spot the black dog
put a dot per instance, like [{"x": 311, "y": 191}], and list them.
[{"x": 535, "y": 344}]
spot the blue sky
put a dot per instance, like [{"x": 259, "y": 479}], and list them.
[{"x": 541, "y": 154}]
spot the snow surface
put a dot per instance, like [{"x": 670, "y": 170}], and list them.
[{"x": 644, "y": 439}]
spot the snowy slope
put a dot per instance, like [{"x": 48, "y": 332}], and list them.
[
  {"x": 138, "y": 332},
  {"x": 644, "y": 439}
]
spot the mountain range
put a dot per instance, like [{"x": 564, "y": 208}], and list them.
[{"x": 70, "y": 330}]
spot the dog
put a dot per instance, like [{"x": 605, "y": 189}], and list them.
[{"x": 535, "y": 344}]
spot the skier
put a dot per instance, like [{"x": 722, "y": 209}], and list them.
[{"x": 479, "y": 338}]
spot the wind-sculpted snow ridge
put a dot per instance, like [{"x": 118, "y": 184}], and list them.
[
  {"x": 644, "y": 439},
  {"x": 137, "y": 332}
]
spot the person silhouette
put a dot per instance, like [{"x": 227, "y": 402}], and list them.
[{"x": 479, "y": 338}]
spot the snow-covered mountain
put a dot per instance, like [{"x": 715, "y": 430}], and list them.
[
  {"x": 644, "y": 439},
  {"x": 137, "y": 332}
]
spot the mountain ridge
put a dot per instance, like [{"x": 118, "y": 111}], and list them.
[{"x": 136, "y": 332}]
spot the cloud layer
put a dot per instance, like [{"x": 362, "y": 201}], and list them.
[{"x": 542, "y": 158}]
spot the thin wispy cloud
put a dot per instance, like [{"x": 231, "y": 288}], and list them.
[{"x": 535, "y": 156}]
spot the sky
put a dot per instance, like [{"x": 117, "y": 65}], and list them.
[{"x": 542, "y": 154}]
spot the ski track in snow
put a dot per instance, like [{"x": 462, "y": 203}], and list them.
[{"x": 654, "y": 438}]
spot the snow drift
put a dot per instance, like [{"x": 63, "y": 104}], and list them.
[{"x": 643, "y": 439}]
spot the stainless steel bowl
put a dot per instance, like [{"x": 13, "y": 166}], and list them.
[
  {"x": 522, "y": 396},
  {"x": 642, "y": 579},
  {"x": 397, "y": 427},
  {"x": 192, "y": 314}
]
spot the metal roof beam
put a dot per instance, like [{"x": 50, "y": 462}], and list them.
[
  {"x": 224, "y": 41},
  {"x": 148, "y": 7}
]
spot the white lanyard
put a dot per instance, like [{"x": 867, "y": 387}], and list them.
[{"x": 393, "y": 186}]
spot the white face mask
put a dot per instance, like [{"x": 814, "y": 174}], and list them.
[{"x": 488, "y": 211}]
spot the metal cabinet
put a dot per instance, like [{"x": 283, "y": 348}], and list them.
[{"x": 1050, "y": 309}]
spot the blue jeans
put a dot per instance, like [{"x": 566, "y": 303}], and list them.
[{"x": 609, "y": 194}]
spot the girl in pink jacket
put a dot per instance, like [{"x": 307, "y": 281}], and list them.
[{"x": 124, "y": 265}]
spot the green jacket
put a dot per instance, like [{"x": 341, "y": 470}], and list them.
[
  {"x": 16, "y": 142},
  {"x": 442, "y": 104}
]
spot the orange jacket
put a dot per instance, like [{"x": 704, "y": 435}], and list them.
########################################
**EXERCISE DIRECTIONS:**
Reproduce the material above word for word, starting at the line that contains "spot the stainless steel bowl" and continuing through the last line of the material.

**SOLUTION BELOW:**
spot the stainless steel bowl
put a dot per instance, like [{"x": 13, "y": 166}], and list them.
[
  {"x": 522, "y": 396},
  {"x": 642, "y": 579},
  {"x": 397, "y": 427},
  {"x": 192, "y": 314}
]
spot the metal roof beam
put a dot per instance, like [{"x": 50, "y": 462}], and list them.
[
  {"x": 224, "y": 41},
  {"x": 148, "y": 7}
]
spot the white lanyard
put a dot per instance, like [{"x": 867, "y": 387}], and list them.
[{"x": 393, "y": 186}]
spot the white face mask
put a dot per instance, like [{"x": 814, "y": 174}], and list them.
[{"x": 488, "y": 211}]
spot the metal cabinet
put a dot per instance, like [{"x": 283, "y": 348}], and list them.
[{"x": 1050, "y": 309}]
spot the blue jeans
put a dot per instance, like [{"x": 566, "y": 303}], and list them.
[{"x": 609, "y": 194}]
spot the girl in pink jacket
put a dot per instance, like [{"x": 307, "y": 281}], and list them.
[{"x": 124, "y": 265}]
spot the green jacket
put a dot per instance, like [{"x": 341, "y": 470}], and list them.
[
  {"x": 16, "y": 142},
  {"x": 442, "y": 104}
]
spot the orange jacket
put a dot per instance, like [{"x": 704, "y": 435}], and list them.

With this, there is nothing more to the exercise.